Please give nothing except the number of lines in the records below that include the word "instance".

Collection entries:
·····
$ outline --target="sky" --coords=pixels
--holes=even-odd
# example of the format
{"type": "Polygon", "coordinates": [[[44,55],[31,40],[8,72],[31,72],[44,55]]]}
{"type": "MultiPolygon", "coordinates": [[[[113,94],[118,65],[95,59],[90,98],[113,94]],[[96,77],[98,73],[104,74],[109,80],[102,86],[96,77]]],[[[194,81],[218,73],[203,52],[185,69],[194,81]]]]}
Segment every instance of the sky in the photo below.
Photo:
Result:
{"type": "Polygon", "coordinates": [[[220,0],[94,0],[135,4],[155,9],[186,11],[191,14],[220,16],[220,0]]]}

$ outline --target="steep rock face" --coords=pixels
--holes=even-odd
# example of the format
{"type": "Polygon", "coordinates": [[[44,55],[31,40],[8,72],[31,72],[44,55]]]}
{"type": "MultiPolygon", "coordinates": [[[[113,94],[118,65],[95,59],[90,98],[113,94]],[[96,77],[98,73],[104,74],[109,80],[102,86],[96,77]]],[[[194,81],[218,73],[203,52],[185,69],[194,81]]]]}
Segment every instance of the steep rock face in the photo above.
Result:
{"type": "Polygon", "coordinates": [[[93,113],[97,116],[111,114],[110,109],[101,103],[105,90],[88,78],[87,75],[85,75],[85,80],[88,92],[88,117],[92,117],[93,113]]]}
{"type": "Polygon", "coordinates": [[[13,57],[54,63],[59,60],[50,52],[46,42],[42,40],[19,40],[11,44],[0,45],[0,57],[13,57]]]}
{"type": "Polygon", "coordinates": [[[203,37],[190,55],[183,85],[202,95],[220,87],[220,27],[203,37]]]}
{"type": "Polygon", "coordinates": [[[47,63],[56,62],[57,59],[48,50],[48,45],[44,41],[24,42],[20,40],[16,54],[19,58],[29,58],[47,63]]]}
·····
> OUTPUT FOR THIS TASK: 2